Image location labeling entries:
########################################

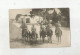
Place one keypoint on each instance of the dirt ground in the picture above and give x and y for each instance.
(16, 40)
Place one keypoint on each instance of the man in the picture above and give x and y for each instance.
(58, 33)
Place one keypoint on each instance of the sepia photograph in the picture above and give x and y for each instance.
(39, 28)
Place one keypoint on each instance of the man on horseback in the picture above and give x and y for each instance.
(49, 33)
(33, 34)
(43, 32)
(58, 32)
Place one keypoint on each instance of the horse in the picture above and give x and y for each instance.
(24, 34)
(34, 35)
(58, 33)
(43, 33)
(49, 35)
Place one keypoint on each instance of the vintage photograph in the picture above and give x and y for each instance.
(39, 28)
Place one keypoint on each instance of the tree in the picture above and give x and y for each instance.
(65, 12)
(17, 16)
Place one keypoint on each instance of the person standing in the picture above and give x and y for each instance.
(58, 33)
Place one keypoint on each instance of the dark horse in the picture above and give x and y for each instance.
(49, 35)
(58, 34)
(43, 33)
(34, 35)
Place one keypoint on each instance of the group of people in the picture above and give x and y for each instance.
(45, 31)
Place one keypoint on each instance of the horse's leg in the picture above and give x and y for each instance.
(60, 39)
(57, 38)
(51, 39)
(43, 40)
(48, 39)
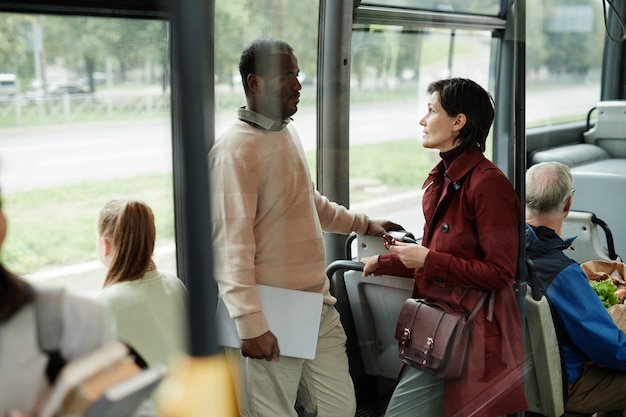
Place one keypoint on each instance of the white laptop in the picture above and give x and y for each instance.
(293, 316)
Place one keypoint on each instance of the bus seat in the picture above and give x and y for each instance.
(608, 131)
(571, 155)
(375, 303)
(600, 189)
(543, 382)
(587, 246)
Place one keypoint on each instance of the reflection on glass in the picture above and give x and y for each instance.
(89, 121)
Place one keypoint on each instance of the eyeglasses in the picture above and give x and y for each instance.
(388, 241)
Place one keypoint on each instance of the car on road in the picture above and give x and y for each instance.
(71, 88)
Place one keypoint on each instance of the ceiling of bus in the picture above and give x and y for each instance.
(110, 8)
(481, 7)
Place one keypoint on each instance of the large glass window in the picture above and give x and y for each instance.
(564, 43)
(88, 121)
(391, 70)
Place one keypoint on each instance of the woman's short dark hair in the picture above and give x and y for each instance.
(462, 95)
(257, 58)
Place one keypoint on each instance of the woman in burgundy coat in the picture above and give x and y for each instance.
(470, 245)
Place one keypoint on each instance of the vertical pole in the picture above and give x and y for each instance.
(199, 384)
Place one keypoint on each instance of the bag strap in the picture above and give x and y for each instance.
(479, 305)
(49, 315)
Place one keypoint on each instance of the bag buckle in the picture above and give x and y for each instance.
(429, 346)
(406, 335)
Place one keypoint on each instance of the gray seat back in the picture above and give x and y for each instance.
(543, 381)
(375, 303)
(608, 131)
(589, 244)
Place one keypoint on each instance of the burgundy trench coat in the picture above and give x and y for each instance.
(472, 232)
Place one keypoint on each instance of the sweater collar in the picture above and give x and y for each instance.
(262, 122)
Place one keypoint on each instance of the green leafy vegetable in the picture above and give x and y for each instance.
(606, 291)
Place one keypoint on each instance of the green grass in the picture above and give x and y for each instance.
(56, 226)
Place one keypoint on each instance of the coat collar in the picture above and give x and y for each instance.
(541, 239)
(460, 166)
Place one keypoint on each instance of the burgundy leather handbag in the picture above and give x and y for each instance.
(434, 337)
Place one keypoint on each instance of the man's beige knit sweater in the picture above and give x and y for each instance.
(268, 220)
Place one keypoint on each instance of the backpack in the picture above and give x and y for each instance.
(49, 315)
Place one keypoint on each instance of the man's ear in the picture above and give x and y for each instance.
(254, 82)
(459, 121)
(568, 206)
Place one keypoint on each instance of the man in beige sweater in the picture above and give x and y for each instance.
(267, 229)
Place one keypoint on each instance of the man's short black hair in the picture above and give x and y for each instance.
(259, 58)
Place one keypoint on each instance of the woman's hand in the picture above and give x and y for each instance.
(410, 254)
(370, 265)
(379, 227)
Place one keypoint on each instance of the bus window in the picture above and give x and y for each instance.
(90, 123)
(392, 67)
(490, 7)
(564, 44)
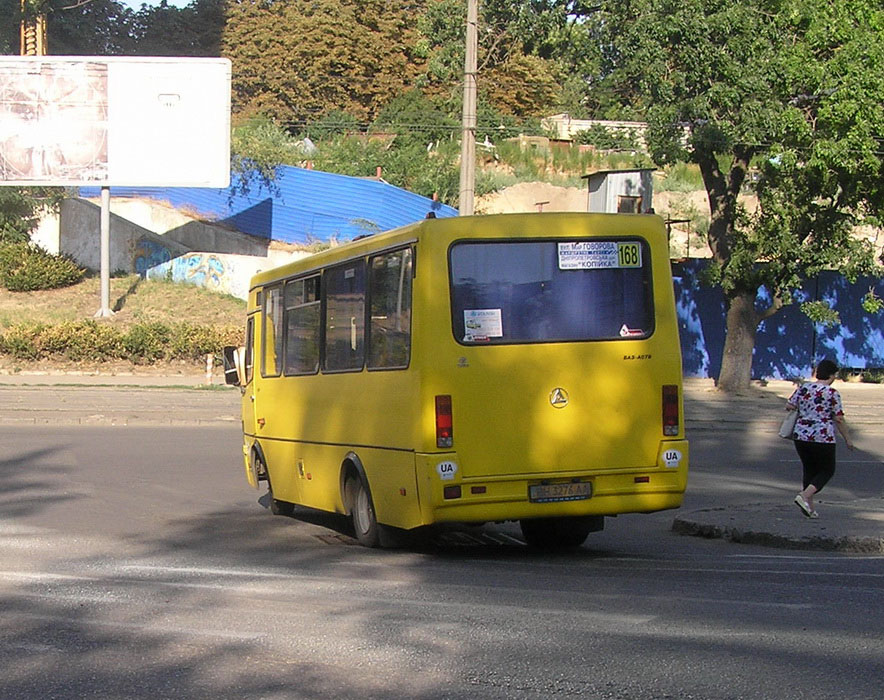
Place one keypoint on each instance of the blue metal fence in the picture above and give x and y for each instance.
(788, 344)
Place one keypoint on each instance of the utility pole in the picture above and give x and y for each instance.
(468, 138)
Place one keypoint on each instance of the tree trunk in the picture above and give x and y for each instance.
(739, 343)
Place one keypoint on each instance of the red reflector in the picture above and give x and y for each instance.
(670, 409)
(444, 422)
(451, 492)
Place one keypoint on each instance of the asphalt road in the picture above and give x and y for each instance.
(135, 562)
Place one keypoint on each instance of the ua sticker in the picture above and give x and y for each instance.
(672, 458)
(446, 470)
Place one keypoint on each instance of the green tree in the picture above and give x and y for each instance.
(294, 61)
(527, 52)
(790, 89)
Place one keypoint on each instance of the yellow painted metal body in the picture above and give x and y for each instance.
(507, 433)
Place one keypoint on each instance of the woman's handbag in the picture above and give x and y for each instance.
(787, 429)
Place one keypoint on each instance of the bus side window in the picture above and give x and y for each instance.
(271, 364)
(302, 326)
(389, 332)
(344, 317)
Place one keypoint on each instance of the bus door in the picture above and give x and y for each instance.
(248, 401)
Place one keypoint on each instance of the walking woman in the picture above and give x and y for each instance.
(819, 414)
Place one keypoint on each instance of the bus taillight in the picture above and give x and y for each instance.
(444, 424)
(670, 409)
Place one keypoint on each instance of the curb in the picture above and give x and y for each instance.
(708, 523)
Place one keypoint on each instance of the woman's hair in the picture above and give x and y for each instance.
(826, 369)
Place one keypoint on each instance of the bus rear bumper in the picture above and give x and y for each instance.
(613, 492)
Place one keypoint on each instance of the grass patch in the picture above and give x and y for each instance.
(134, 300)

########################################

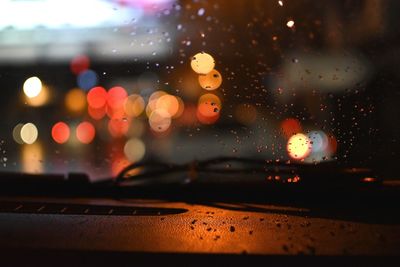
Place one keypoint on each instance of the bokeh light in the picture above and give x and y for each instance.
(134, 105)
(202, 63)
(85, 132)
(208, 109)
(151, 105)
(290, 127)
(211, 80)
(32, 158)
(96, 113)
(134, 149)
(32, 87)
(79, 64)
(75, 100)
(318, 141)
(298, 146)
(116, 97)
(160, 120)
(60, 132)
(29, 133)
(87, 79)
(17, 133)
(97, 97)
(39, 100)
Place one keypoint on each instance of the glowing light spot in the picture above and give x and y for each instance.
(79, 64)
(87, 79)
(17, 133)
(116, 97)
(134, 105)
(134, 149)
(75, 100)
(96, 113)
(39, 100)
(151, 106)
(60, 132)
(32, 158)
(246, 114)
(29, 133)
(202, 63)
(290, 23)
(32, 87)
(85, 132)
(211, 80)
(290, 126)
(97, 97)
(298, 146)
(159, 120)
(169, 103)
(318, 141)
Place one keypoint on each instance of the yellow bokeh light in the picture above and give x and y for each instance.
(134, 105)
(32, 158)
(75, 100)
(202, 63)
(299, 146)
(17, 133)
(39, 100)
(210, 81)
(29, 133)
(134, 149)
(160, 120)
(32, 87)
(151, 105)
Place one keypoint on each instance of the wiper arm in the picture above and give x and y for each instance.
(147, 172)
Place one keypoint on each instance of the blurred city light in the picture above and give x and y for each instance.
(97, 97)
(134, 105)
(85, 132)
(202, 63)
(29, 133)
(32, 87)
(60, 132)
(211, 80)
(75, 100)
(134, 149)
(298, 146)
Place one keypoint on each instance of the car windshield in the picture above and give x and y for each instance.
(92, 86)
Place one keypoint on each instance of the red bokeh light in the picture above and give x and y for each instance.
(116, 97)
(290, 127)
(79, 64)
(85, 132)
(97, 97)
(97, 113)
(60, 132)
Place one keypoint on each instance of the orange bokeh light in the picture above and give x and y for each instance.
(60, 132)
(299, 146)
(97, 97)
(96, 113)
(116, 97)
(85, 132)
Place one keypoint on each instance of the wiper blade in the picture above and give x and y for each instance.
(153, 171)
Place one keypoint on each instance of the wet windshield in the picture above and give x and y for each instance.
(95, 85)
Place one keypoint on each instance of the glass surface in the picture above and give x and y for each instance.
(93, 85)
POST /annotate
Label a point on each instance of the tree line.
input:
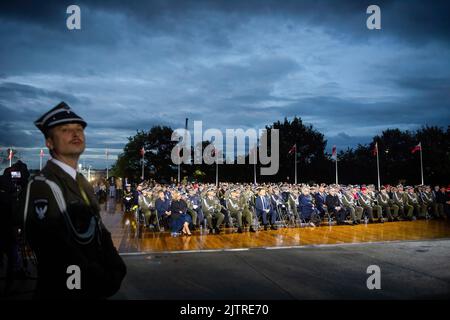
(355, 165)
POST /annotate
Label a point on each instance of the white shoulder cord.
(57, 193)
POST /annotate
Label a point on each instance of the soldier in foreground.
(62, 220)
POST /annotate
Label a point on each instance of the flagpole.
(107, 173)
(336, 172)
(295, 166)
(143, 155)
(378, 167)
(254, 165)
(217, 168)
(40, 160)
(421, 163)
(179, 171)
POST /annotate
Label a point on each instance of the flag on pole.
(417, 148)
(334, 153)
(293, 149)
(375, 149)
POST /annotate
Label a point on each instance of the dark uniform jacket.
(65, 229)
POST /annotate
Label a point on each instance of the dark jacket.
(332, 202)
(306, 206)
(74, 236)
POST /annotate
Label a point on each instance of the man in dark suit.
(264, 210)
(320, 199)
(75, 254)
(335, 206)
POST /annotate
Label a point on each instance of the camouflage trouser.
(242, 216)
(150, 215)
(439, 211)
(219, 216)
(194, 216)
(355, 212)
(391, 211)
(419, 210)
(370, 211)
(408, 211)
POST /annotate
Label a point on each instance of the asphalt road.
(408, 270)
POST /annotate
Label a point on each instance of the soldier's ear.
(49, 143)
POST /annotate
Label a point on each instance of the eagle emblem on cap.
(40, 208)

########################################

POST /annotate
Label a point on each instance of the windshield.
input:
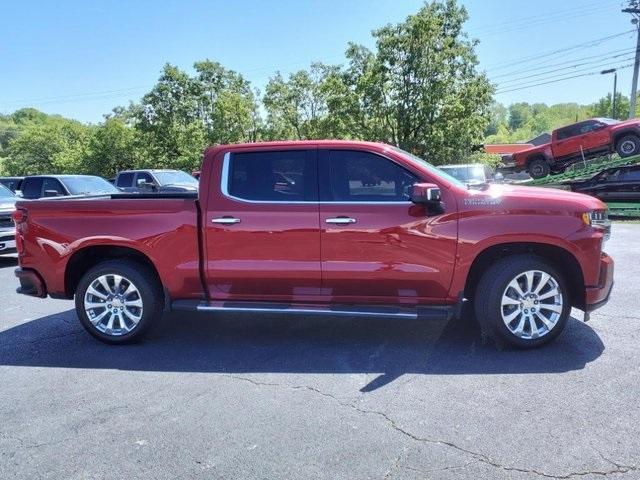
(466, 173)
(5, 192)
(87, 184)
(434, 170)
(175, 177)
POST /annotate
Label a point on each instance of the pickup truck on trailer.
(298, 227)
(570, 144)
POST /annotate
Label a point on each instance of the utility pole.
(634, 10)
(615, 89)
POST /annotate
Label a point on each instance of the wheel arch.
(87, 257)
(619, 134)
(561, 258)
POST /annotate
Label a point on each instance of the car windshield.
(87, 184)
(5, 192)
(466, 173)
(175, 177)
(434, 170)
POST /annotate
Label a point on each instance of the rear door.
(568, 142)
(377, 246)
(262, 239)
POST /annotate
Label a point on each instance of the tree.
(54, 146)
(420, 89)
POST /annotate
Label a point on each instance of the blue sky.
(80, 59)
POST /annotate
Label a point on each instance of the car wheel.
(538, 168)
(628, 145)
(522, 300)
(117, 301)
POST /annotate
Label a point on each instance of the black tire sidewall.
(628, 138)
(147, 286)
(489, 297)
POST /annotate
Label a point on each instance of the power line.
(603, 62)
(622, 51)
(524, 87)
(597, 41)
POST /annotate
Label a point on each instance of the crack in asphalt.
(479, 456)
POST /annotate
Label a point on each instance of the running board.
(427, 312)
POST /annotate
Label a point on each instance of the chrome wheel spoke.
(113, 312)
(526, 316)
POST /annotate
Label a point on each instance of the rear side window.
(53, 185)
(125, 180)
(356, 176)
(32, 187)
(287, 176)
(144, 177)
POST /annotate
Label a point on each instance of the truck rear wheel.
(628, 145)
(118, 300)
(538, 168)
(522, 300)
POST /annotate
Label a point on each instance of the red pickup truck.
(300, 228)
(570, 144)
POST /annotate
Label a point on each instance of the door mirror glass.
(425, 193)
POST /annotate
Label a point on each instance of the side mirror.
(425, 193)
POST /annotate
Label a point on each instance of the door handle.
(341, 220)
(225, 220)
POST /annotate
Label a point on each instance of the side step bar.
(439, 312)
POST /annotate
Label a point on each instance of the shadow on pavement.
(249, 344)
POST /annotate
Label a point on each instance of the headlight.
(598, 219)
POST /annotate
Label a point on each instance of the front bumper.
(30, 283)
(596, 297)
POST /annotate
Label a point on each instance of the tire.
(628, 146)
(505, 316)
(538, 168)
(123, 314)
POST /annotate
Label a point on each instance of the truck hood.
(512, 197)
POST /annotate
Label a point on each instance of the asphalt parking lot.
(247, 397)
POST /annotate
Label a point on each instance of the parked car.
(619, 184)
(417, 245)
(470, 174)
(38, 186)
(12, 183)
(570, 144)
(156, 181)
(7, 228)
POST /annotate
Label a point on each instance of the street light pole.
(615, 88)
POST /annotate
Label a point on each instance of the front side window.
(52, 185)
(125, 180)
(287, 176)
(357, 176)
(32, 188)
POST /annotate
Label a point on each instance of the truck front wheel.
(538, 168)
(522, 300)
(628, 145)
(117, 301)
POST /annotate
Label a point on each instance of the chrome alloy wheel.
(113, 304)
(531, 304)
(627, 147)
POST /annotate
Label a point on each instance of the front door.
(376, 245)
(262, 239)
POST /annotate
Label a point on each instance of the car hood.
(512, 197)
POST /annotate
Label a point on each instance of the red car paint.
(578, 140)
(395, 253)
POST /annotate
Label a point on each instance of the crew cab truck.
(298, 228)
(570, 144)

########################################

● **To do**:
Gather every line above that contains the word "tire", and copy each one in the order it appears.

● **Result**:
Label a point on each instance of the black tire sidewall.
Label a point on each instance of the tire.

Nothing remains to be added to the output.